> [Requirements] In the forum thread below, which index does the poster plan to use to compare k-means results for different values of K?

-- start of Extract to read --

How to reuse preprocessing results in a range of k-means clustering

albertoarenalalbertoarenal Member Posts: 10 Contributor II
edited December 2018 in Help

Hi all,

 

I am conducting a K-Means clustering analysis to several groups of documents and I would like to evaluate the clustering performance of different K ( K=4 to 20) by comparing their respective Davies-Bouldin indexes.

 

Previously to the clustering algorithm, I apply a preprocessing tasks (to transform cases, tokenize, filter stopwords, steeminng...creating a tf-if vector). The output of this preprocessing tasks is always the same for each group of texts (attached the general view of the process)

 

Now I am playing the process for each value of K, but I would like not to repeat this preprocessing tasks, which is the same for each group of text, every time I do the K clustering clustering and calculating davies-bouldin indexes, basically to save a lot of time 

 

Thank you very much in advance

Alberto

Best Answers

  • Telcontar120Telcontar120 Moderator, RapidMiner Certified Analyst, RapidMiner Certified Expert, Member Posts: 1,635 Unicorn
    Solution Accepted

    Just add a loop after the preprocessing steps to run k-means and save the output you want and then cycle through the different k-values you would like using a loop macro.

     

    An alternative would be to Store the results after pre-processing them and then create a separate process that starts by Retrieving that dataset before each run of the clustering (also within a loop).  Either approach should work.

    Brian T.
    Lindon Ventures 
    Data Science Consulting from Certified RapidMiner Experts
  • nmaheshnmahesh Member Posts: 3 Contributor I
    Solution Accepted

    Hi Alberto,

     

    Have you tried using the store operator for the pre-processing? I would then create different processes to try out different parameter changes to your clustering and performance.

-- end of Extract to read --
-- start of Data provided --

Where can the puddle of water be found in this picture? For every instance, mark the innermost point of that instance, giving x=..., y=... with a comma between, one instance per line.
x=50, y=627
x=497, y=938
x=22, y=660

-- end of Data provided --

> [Output of the exercise] The Davies-Bouldin index.